Diagnosis of genital warts was based on colposcopy and histological biopsies. Genital warts were classified as: (i) typical condylomata acuminata for lesions with typical acuminate morphology, which persist on mucosal epithelium or cornifying (cutaneous) skin and have highly vascularized dermal cores producing typical punctuated or cauliflower-like patterns; typical condylomata acuminata tend to be pigmentless and are mostly seen on pigmented skin (11); (ii) flat condylomata for genital papillomas with a more hyperkeratotic and pigmented surface and flat condylomata with a smooth surface and non-pigmented papules; or (iii) seborrheic wart-like lesions of the cutaneous skin of the external anogenital area. The focus of this paper is on low-risk HPV types and associated disease therefore we do not report on vulvar intraepithelial neoplasia, Bowenoid papulosis, Naevi or Mollusca contagiosa (2). These patients were excluded from the analysis of genital warts.
HPV DNA testing
HPV testing was done using the Hybrid Capture 2 assay (HC2; Qiagen Inc., Hilden Germany). Cervical Pap smear samples were analyzed for the presence of the 13 high-risk HPV types (16, 18, 31, 33, 35, 39, 45, 51, 52, 56, 58, 59, and 68) and the five low-risk HPV types (6, 11, 42, 43, and 44). Samples were diagnosed as positive if they attained or exceeded the FDA-approved threshold of 1.0 pg HPV DNA/ml, which corresponds to 1.0 relative light units (2).

Recorded information >>
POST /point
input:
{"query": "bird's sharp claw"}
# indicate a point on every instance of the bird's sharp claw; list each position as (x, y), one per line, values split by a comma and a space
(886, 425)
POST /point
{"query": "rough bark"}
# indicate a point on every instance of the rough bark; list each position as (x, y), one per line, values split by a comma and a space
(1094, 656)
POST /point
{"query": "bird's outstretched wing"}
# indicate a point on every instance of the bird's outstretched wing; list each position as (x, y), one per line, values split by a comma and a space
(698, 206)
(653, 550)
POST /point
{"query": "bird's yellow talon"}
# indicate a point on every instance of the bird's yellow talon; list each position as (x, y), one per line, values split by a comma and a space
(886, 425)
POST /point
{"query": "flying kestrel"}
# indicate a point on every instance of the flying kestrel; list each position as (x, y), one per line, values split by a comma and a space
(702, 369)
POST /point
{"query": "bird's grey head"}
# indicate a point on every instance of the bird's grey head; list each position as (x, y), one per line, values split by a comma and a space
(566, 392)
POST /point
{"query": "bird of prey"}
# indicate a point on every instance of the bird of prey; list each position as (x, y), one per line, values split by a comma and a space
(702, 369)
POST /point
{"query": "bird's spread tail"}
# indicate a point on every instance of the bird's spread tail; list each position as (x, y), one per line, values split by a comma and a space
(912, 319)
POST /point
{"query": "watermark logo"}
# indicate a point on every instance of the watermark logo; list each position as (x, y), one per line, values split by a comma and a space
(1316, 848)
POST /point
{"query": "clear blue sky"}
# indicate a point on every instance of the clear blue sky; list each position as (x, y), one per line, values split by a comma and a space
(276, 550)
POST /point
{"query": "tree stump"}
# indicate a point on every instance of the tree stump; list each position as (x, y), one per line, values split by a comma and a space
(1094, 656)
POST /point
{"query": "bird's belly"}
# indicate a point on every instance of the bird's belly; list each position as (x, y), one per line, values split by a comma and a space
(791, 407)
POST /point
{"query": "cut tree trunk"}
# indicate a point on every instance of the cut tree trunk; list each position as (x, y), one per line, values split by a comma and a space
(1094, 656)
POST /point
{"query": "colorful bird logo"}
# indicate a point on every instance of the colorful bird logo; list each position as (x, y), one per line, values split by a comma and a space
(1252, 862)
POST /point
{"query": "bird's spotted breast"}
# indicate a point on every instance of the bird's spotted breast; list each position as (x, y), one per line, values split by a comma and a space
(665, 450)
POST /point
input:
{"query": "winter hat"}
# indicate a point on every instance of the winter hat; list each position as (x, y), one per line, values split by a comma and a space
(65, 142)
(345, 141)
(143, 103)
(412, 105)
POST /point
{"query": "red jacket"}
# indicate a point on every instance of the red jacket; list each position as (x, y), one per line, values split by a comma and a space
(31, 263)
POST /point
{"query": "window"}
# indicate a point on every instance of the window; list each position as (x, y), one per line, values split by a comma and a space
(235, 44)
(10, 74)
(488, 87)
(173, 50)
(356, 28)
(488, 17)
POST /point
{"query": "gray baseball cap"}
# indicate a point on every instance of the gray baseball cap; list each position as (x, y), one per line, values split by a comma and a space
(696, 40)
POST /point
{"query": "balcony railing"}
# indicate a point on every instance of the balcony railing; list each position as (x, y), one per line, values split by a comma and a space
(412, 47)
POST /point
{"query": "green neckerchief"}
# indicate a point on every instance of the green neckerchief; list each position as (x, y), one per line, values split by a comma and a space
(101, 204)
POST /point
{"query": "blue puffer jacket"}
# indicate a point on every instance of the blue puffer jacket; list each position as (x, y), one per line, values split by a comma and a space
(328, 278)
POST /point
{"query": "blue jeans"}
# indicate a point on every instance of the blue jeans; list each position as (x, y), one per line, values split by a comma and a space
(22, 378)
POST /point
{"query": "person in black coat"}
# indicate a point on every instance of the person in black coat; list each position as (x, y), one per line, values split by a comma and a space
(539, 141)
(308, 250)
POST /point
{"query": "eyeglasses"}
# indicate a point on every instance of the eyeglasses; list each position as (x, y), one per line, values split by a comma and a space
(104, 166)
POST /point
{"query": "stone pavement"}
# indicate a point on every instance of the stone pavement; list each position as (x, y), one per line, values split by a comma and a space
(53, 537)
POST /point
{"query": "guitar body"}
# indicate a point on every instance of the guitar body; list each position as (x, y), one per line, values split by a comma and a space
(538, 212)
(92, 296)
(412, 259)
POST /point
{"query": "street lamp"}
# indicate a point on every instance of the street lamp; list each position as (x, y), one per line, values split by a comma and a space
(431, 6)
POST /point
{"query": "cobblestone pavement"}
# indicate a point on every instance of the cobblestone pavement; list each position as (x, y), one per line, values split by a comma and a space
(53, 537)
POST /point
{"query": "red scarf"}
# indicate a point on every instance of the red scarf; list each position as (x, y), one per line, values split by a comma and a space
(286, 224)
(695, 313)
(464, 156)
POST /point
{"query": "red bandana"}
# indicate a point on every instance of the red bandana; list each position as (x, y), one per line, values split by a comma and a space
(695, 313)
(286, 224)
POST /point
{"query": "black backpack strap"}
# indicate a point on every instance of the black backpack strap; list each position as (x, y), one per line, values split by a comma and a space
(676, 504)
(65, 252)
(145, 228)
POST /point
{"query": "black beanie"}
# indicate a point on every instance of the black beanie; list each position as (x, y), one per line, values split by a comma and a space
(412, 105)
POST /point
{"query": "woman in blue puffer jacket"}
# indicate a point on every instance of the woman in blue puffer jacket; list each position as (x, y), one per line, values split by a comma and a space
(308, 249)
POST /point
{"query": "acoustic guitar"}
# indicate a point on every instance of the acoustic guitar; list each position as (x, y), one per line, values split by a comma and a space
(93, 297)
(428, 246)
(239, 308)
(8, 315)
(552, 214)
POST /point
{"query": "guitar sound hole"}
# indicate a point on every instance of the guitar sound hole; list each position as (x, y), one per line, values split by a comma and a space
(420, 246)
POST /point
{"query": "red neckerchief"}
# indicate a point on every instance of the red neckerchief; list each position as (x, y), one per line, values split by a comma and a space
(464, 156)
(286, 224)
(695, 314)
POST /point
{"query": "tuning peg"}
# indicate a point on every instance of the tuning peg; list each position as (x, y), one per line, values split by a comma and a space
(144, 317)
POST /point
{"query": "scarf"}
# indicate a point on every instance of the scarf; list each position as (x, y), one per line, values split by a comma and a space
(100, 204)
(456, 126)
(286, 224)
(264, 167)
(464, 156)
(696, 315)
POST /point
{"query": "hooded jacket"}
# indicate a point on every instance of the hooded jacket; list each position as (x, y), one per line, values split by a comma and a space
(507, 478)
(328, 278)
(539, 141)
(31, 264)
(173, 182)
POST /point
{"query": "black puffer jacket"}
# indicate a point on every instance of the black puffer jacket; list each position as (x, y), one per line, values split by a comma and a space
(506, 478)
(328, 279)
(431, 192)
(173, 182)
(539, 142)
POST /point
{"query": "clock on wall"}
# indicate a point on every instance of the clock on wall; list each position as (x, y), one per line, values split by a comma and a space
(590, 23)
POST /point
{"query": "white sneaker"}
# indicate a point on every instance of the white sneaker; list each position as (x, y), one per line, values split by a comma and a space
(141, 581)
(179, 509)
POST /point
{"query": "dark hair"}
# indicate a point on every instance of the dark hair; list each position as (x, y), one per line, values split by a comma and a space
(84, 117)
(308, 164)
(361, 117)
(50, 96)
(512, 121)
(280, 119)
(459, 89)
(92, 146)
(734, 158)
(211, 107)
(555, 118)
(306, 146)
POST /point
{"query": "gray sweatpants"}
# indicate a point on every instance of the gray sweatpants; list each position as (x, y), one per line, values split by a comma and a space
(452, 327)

* * *

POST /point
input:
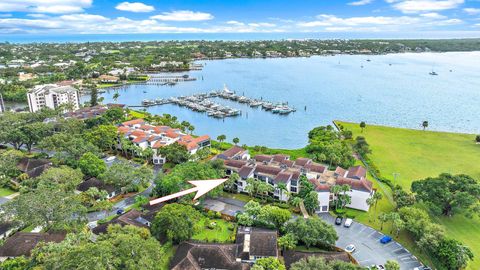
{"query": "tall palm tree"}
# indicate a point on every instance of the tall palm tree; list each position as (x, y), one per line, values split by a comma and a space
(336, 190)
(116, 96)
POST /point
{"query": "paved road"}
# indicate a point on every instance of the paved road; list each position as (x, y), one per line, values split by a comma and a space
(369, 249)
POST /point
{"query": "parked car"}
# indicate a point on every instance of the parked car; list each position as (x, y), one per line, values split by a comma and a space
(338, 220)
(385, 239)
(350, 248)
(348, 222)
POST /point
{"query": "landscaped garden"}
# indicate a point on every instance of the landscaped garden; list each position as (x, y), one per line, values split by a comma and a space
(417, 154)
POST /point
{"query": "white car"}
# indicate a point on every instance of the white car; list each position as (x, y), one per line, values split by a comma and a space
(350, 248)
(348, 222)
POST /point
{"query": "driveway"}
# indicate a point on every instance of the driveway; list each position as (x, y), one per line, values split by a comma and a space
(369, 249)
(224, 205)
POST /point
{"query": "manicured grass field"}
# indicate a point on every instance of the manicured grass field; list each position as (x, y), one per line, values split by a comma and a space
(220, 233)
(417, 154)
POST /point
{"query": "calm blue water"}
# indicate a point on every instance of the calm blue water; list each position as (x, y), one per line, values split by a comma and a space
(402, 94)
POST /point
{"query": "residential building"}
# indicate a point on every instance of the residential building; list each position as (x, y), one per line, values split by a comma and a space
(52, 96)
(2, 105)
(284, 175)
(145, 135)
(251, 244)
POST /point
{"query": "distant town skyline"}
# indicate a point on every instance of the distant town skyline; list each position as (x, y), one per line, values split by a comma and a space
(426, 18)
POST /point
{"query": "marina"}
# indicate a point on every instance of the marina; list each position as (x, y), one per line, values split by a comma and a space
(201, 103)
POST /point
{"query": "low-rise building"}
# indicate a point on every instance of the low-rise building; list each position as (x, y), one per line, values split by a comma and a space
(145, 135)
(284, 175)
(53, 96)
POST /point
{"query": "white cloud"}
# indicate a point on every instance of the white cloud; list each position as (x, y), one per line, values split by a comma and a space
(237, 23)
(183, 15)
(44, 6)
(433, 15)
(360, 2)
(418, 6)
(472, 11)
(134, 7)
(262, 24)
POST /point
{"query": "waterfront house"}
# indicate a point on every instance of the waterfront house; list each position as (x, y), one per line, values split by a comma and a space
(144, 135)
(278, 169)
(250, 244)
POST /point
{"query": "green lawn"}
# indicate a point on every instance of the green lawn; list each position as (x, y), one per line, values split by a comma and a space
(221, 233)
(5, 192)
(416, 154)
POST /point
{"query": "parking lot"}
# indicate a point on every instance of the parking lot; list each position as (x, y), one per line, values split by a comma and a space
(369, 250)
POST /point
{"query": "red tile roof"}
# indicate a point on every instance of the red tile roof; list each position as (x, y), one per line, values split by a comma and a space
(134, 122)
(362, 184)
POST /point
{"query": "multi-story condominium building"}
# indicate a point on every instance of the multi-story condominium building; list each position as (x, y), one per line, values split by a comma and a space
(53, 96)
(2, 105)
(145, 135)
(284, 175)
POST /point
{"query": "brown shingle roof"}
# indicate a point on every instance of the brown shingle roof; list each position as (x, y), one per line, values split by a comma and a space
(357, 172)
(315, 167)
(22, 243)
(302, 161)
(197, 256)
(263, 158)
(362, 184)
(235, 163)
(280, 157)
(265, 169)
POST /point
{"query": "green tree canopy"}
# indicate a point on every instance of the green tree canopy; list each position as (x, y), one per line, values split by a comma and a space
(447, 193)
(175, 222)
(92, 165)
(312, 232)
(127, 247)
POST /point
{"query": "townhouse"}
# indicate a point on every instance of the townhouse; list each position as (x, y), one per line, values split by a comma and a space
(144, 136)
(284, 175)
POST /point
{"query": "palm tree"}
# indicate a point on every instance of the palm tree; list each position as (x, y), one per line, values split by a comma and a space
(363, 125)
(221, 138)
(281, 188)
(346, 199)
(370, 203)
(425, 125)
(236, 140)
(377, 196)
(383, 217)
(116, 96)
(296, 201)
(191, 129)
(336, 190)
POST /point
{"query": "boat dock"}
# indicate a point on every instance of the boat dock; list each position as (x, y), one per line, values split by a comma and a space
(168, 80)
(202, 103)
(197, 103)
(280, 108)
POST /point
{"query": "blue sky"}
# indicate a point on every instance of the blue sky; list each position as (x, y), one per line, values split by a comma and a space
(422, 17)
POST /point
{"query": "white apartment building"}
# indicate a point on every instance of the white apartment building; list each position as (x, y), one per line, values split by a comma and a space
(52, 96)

Things to do >>
(a) In the HPV study text, starting at "HPV DNA testing" and ending at "light units (2).", copy the passage again, swapping "relative light units" for "RLU".
(b) Please extend the HPV study text, picking up after its final sentence.

Your written answers >>
(a)
HPV DNA testing
HPV testing was done using the Hybrid Capture 2 assay (HC2; Qiagen Inc., Hilden Germany). Cervical Pap smear samples were analyzed for the presence of the 13 high-risk HPV types (16, 18, 31, 33, 35, 39, 45, 51, 52, 56, 58, 59, and 68) and the five low-risk HPV types (6, 11, 42, 43, and 44). Samples were diagnosed as positive if they attained or exceeded the FDA-approved threshold of 1.0 pg HPV DNA/ml, which corresponds to 1.0 RLU (2).

(b)
HPV genotyping using SPF-10-PCR, followed by Reverse Line Probe Assay LiPA Extra (SPF-10-PCR) (12) was done on all HC2-positive samples and 10% of HC2-negative samples. Total DNA was isolated from the cervical samples using a QiaSymphony device (Qiagen, Hilden, Germany) and analyzed by the INNO-LiPA Extra HPV prototype assay (FujiReBioGent, Belgium) according to the manufacturer´s instructions. All PCR reactions were done with 10 µl input DNA in a final of 50 µl using reagents provided by Innogenetics according to the following sequence: 10 min 37°C, 9 min 94°C, and 40 cycles of 30 sec of denaturation at 94°C, followed by 45 sec at 52°C unchanging temperature and 45 sec of extension at 72°C run on a MJ Thermocycler PCT 200. The PCR product was then denaturated and a 10 µl aliquot hybridized to one strip at 49°C for 60 min, followed by multiple washing steps. The INNO-LiPA Extra test allowed identification of 13 established high-risk HPV types (16, 18, 31, 33, 35, 39, 45, 51, 52, 56, 58, 59, and 68), five known or potential high-risk types (26, 53, 66, 73, and 82), seven low-risk HPV types (6, 11, 40, 43, 44, 54, and 70), additional non-differentiated HPV types, and types with undefined risk (69, 71, and 74). The strips were analyzed on a flatbed scanner using LiRAS prototype software (Innogenetics, Inc), which displays the patterns and relative intensity of positive bands as arbitrary grey-tone values between 0.1 and 1.0 and allows direct data transfer to Excel spreadsheets. All HC2-low-risk positive samples, which were negative in the LiPA Extra, were retested with the CP4/5 PCR (13). The positive PCR products were purified with the Qiagen Gel Extraction Test QIAquick and then directly sequenced using the CP4 primer.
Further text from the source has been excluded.